* _TASK SET_
1/ According to the passage on Percy Grainger, what was Australia's first industry?
2/ Reproduce word for word the portion of the Grainger passage starting with "Percy Grainger - Lincolnshire" and going on through "No. 1 (1902/1921)".

* _TEXT BLOCK_

Grainger’s belief in an Anglo-Nordic renaissance, a seed planted by his mother’s teachings, had already taken root and begun to develop. It would be fertilised by a deeper exposure to the English folk tradition.
Today, Grainger is best remembered for his role in the first English Folk Song Revival at the turn of the 20th century and his compositional work in arranging folk songs into intricate band settings. One such work, often considered to be one of his masterpieces, is “Lincolnshire Posy,” which displays his desire to be faithful to the authentic style of the folk performances which he spent much time collecting, studying, and recording. Nonetheless, while this piece is certainly wonderful to listen to and establishes Grainger in the tradition of those nationalist composers who drew inspiration for their art music from the material provided by their folk, I would not say that “Lincolnshire Posy” is an example of Ingvaeonic art. It expresses the English folk tradition in a sophisticated form, but it does not have enough of the pan-Germanic character and hard edge required by a truly Ingvaeonic piece.
Percy Grainger - Lincolnshire Posy
In order to understand the qualities that should prevail in a particularly Australian Ingvaeonic music, at least if one agrees with Grainger’s assessments of a future Anglo-Nordic musical culture, it is time at last to turn to Grainger’s “Hill Song No.1” and his own commentary on it in the essay Percy Aldridge Grainger’s Remarks About His Hill Song No.1.
Percy Grainger - Hill Song No. 1 (1902/1921)
“Hill Song No.1” is a complex polyphonic and harmonically dense piece of music in a grand style. Here, the hard edge that “Lincolnshire Posy” lacks is consciously present. As Grainger writes in his Remarks:
I consider Hill-song No. 1 by far the best of my compositions. But the difficulties of conducting its highly irregular rhythms are almost prohibitive. At the time of composing Hill Song No. 1 (1901-02, aged 19-20) wildness and fierceness were the qualities in life and nature that I prized most and wished to express in music. These elements were paramount in my favourite literature – The Icelandic Sagas.
However, the composition is not merely Scandinavian in temper, but is thoroughly Australian with Grainger stating that its musical idiom was developed out of “certain nationalistic attitudes that were natural to me as an Australian.” Grainger believed that Australia was fundamentally based on an “island” geography and mentality that was close to the Nordic mentality in its focus on seafaring, exploration, and overseas settlement. We may recall here that Australia’s first industry was sealing and whaling, with the rough pioneer sailors sleeping on the small islands of the stormy Bass Strait. While Australians often turn to the land-mentality of the Outback and the Bush for our understanding of our character, Grainger provides us with an interesting counterpoint in his view of Australian character in its relationship to the ancient Nordic type.

[Location annotation dataset excerpts]

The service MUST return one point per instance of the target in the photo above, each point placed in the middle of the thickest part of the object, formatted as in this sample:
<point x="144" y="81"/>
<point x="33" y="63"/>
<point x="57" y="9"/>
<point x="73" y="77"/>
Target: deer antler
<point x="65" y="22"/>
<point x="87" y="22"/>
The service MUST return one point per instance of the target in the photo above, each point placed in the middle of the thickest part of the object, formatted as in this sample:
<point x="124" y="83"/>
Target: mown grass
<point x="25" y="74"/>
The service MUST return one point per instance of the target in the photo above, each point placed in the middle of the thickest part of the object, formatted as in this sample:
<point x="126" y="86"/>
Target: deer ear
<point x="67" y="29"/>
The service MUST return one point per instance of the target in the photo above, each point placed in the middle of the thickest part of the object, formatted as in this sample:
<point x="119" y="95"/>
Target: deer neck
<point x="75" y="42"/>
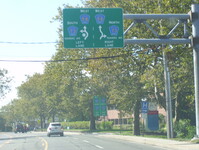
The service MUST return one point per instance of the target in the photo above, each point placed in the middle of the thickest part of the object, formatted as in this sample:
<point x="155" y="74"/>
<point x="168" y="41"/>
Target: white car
<point x="55" y="128"/>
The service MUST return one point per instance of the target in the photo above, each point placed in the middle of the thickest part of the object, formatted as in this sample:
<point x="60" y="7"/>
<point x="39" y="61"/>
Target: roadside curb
<point x="163" y="143"/>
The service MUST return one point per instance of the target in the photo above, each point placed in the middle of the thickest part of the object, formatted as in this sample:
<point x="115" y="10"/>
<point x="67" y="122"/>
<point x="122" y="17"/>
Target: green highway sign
<point x="93" y="27"/>
<point x="99" y="106"/>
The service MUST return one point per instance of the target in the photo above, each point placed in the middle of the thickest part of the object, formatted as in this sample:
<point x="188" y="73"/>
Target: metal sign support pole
<point x="168" y="97"/>
<point x="195" y="30"/>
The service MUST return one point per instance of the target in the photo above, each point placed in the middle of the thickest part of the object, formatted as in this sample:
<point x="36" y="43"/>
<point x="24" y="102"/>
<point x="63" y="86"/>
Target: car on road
<point x="55" y="128"/>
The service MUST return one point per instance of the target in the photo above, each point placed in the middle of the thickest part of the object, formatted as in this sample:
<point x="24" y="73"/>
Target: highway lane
<point x="40" y="141"/>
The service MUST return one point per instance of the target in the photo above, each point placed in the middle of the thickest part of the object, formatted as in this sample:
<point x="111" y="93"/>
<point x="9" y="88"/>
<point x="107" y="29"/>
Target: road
<point x="39" y="141"/>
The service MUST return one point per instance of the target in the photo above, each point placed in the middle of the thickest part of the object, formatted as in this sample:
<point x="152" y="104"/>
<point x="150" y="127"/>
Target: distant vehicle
<point x="55" y="128"/>
<point x="20" y="127"/>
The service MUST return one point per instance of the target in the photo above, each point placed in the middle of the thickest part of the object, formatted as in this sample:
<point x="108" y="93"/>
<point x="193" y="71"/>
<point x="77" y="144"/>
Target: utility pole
<point x="168" y="96"/>
<point x="195" y="42"/>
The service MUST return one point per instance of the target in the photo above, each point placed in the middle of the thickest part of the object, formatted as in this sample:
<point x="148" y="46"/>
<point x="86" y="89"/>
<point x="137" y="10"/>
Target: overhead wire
<point x="62" y="60"/>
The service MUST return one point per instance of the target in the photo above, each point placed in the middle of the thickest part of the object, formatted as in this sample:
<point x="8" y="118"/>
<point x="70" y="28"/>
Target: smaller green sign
<point x="93" y="27"/>
<point x="99" y="106"/>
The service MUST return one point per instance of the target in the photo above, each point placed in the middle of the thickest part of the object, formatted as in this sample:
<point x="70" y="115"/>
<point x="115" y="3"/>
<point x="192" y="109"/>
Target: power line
<point x="24" y="43"/>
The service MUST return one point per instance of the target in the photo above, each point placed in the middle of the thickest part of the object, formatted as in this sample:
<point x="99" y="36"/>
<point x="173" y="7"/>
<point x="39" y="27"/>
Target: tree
<point x="4" y="82"/>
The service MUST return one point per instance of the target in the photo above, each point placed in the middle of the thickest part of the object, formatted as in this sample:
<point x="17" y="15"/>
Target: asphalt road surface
<point x="72" y="141"/>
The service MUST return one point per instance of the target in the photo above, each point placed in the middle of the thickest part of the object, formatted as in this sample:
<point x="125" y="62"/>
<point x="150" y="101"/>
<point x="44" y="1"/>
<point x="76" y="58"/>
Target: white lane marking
<point x="44" y="143"/>
<point x="99" y="146"/>
<point x="85" y="141"/>
<point x="7" y="141"/>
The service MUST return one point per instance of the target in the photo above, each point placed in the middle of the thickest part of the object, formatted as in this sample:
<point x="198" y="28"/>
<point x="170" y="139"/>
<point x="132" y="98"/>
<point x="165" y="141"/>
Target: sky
<point x="27" y="21"/>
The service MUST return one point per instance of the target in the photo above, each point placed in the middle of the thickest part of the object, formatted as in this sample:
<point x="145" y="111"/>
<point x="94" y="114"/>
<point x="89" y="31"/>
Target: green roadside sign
<point x="99" y="106"/>
<point x="93" y="28"/>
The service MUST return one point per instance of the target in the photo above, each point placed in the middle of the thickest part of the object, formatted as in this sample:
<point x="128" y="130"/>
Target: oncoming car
<point x="55" y="128"/>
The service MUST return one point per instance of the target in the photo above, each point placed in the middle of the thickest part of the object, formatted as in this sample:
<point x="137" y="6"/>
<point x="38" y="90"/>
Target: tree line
<point x="125" y="75"/>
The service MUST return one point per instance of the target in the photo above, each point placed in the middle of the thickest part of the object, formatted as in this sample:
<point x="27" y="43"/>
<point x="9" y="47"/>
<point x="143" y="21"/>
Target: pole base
<point x="195" y="139"/>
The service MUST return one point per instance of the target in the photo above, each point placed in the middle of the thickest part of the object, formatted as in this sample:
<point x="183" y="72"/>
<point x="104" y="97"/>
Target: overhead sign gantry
<point x="93" y="27"/>
<point x="103" y="28"/>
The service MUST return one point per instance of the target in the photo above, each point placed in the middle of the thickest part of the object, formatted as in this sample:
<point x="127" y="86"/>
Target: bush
<point x="107" y="125"/>
<point x="183" y="129"/>
<point x="77" y="125"/>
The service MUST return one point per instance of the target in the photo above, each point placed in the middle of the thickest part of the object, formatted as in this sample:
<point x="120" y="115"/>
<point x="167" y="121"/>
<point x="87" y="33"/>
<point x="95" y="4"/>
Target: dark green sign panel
<point x="93" y="27"/>
<point x="99" y="106"/>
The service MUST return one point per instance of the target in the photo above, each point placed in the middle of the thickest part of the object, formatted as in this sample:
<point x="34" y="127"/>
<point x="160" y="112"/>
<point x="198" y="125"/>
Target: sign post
<point x="99" y="106"/>
<point x="93" y="27"/>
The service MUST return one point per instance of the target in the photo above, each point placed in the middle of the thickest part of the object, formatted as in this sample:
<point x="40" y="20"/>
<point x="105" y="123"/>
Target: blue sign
<point x="85" y="18"/>
<point x="153" y="123"/>
<point x="113" y="30"/>
<point x="72" y="30"/>
<point x="99" y="18"/>
<point x="144" y="106"/>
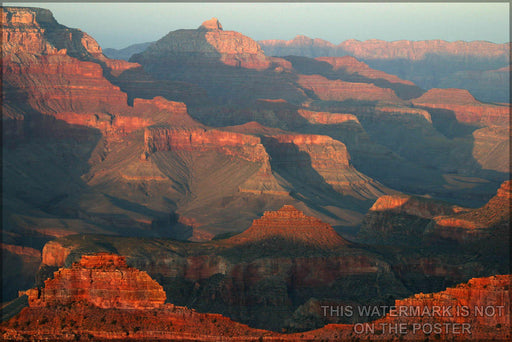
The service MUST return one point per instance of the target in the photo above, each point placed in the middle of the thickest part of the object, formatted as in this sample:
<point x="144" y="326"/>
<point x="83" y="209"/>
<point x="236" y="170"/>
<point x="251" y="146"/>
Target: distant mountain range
<point x="243" y="184"/>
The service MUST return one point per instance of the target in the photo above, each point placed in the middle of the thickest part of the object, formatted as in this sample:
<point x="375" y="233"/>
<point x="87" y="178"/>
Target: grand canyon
<point x="207" y="186"/>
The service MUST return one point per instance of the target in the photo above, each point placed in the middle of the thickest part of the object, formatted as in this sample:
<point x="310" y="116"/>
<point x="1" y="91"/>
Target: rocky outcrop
<point x="464" y="106"/>
<point x="319" y="160"/>
<point x="326" y="118"/>
<point x="478" y="310"/>
<point x="204" y="140"/>
<point x="337" y="90"/>
<point x="206" y="45"/>
<point x="379" y="49"/>
<point x="55" y="254"/>
<point x="407" y="219"/>
<point x="59" y="71"/>
<point x="488" y="222"/>
<point x="476" y="66"/>
<point x="291" y="224"/>
<point x="401" y="219"/>
<point x="212" y="24"/>
<point x="19" y="266"/>
<point x="275" y="266"/>
<point x="103" y="280"/>
<point x="350" y="65"/>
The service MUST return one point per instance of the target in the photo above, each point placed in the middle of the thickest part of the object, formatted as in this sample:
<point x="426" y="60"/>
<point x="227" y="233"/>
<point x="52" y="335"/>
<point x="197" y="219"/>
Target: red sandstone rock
<point x="477" y="296"/>
<point x="378" y="49"/>
<point x="477" y="223"/>
<point x="352" y="66"/>
<point x="203" y="140"/>
<point x="336" y="90"/>
<point x="326" y="118"/>
<point x="103" y="280"/>
<point x="212" y="24"/>
<point x="54" y="254"/>
<point x="413" y="205"/>
<point x="210" y="43"/>
<point x="464" y="106"/>
<point x="291" y="224"/>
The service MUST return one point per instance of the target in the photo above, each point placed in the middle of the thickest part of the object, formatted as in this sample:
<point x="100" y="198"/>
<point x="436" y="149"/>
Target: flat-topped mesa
<point x="164" y="138"/>
<point x="205" y="47"/>
<point x="103" y="280"/>
<point x="351" y="65"/>
<point x="212" y="24"/>
<point x="464" y="106"/>
<point x="292" y="225"/>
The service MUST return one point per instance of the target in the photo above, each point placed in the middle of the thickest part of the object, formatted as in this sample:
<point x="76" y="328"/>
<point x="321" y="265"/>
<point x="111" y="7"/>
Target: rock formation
<point x="481" y="307"/>
<point x="337" y="90"/>
<point x="405" y="219"/>
<point x="490" y="221"/>
<point x="478" y="310"/>
<point x="291" y="224"/>
<point x="319" y="160"/>
<point x="464" y="106"/>
<point x="379" y="49"/>
<point x="467" y="65"/>
<point x="351" y="65"/>
<point x="401" y="219"/>
<point x="208" y="44"/>
<point x="103" y="280"/>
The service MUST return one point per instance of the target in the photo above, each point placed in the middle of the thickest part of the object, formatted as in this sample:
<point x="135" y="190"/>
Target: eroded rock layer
<point x="103" y="280"/>
<point x="291" y="224"/>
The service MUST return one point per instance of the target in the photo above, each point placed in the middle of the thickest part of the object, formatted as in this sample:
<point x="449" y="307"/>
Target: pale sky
<point x="118" y="25"/>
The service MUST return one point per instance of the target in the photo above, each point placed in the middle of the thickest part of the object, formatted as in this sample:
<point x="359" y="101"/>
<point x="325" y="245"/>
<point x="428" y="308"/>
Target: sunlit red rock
<point x="336" y="90"/>
<point x="464" y="106"/>
<point x="491" y="219"/>
<point x="352" y="66"/>
<point x="478" y="310"/>
<point x="103" y="280"/>
<point x="291" y="224"/>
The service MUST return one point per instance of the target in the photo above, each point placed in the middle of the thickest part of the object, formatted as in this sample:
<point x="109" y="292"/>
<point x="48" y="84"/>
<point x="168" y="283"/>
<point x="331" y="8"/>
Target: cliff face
<point x="481" y="306"/>
<point x="210" y="44"/>
<point x="320" y="161"/>
<point x="405" y="219"/>
<point x="401" y="219"/>
<point x="201" y="140"/>
<point x="488" y="222"/>
<point x="476" y="66"/>
<point x="103" y="280"/>
<point x="378" y="49"/>
<point x="59" y="71"/>
<point x="351" y="65"/>
<point x="464" y="106"/>
<point x="100" y="297"/>
<point x="291" y="224"/>
<point x="336" y="90"/>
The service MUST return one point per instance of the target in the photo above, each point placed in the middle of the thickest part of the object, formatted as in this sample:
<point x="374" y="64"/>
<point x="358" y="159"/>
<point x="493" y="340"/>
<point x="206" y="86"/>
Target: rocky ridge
<point x="291" y="224"/>
<point x="103" y="280"/>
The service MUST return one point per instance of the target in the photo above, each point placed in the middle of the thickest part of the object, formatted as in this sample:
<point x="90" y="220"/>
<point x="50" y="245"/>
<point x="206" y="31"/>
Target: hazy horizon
<point x="118" y="25"/>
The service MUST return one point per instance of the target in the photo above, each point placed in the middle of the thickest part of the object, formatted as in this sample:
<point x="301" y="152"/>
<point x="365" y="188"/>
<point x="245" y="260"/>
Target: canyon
<point x="218" y="182"/>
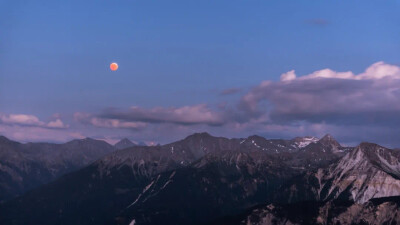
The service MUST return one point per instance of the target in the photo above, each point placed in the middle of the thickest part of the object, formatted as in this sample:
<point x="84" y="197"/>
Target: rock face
<point x="26" y="166"/>
<point x="214" y="180"/>
<point x="370" y="171"/>
<point x="373" y="212"/>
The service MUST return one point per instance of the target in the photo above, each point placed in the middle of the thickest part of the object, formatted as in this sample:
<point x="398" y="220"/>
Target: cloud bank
<point x="353" y="107"/>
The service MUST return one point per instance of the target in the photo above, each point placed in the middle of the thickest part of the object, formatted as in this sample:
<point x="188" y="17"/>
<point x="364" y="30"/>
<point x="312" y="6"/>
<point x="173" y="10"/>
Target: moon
<point x="113" y="66"/>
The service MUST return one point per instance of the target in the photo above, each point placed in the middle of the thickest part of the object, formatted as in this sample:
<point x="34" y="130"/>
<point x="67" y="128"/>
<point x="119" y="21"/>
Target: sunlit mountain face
<point x="199" y="112"/>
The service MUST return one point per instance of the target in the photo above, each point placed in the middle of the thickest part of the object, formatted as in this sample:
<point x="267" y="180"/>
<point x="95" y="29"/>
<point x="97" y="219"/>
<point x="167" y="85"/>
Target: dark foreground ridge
<point x="204" y="179"/>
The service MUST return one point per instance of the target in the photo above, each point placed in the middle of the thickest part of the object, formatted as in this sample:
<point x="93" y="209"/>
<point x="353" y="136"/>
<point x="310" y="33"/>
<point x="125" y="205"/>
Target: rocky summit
<point x="202" y="179"/>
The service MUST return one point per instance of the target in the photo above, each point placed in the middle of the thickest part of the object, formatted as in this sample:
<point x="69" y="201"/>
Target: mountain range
<point x="203" y="179"/>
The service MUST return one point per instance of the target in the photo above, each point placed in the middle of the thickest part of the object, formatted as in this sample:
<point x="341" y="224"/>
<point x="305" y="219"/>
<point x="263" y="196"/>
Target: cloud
<point x="230" y="91"/>
<point x="371" y="97"/>
<point x="107" y="123"/>
<point x="185" y="115"/>
<point x="30" y="120"/>
<point x="318" y="22"/>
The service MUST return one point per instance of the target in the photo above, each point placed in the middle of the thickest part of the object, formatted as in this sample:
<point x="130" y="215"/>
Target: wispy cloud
<point x="230" y="91"/>
<point x="318" y="22"/>
<point x="30" y="120"/>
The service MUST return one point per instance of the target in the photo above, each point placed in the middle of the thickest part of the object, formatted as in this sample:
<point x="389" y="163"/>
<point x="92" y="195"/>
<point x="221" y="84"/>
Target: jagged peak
<point x="255" y="137"/>
<point x="329" y="140"/>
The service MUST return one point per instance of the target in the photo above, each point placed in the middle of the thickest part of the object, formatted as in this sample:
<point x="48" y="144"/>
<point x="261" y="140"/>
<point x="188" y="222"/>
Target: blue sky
<point x="54" y="55"/>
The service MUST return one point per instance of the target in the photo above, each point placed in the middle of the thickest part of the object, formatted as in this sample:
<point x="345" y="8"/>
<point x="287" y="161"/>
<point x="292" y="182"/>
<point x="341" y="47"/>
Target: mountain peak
<point x="199" y="135"/>
<point x="329" y="140"/>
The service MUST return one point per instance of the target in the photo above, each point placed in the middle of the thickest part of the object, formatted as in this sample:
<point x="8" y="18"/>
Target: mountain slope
<point x="26" y="166"/>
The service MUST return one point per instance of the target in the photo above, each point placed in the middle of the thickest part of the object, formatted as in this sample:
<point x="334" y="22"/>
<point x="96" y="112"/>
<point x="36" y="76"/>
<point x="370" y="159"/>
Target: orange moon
<point x="113" y="66"/>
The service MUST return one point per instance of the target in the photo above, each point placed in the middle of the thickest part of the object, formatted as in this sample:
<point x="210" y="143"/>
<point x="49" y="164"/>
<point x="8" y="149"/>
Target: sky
<point x="279" y="69"/>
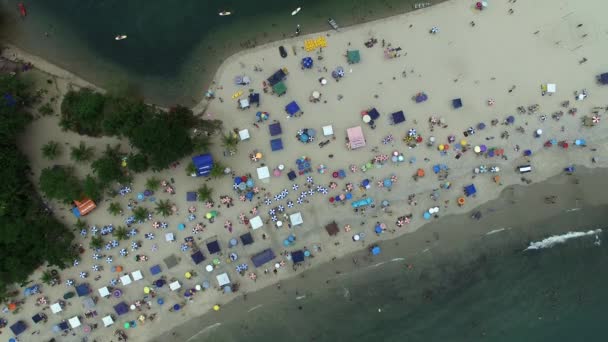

* _TASK-BY-TASK OUTPUTS_
1/ Sealing and whaling.

2/
Percy Grainger - Lincolnshire Posy
In order to understand the qualities that should prevail in a particularly Australian Ingvaeonic music, at least if one agrees with Grainger’s assessments of a future Anglo-Nordic musical culture, it is time at last to turn to Grainger’s “Hill Song No.1” and his own commentary on it in the essay Percy Aldridge Grainger’s Remarks About His Hill Song No.1.
Percy Grainger - Hill Song No. 1 (1902/1921)